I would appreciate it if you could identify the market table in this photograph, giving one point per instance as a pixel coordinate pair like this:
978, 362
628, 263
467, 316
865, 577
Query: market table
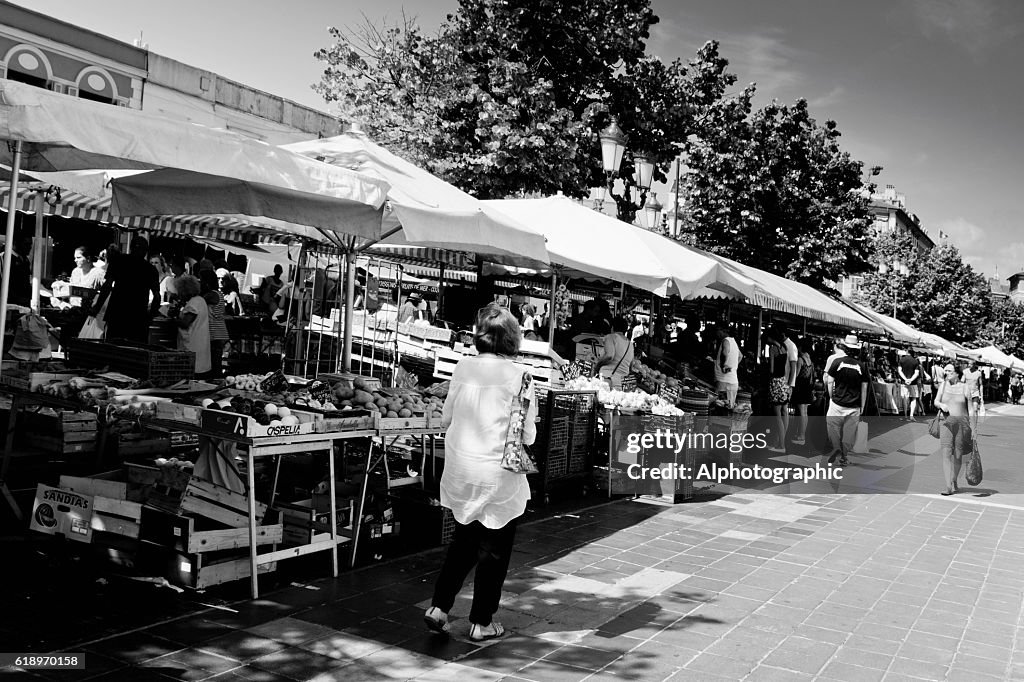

CHALLENGE. Write out every line of the entries above as a numbered list, skipping blank lines and leaving out the pictures.

FINAL RESULT.
1. I would appreciate it if you could identify the market table in this photograph, giving one point per instance as a pixel coordinate pair like this:
2. 978, 362
3. 628, 263
4. 467, 316
5. 865, 577
6. Query: market table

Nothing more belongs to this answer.